Top of Source data

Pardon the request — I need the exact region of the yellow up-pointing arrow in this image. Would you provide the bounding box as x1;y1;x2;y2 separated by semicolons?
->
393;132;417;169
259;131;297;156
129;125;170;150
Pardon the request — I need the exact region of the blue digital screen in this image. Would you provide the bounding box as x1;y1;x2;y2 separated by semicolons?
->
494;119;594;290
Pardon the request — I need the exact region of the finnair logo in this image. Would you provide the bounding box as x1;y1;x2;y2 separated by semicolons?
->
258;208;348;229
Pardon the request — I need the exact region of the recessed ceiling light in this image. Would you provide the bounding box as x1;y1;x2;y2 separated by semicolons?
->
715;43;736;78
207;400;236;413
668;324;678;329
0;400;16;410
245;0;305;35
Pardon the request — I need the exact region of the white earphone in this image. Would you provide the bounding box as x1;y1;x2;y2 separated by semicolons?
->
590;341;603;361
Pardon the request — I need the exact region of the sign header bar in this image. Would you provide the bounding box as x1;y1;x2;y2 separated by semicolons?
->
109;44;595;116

Bottom of Source data

#### Your instructions:
If a line comes after the one that contains "of the recessed", leave it out; return every line of the entries up to that point exactly, starting with the first, with that line included.

#### Exercise answer:
Pardon the request — I need the exact region of the yellow up-pointing arrow in this image. Would you provide the bounding box as x1;y1;x2;y2 separated by semicolons?
->
393;132;417;169
259;131;297;156
129;125;170;150
Pardon the request — I need the exact region of the blue digital screen in this image. Would you provide the bounding box as x1;y1;x2;y2 separated by semicolons?
->
494;119;594;290
Pardon the request — I need the exact region of the finnair logo in this image. Would you provide the bounding box as x1;y1;x2;y2 separated by semicolons?
->
258;208;348;229
Pardon the request — I need the exact region of the recessed ceiling light in this image. Would you provide the bounding box as x1;y1;x2;y2 separated by semicolons?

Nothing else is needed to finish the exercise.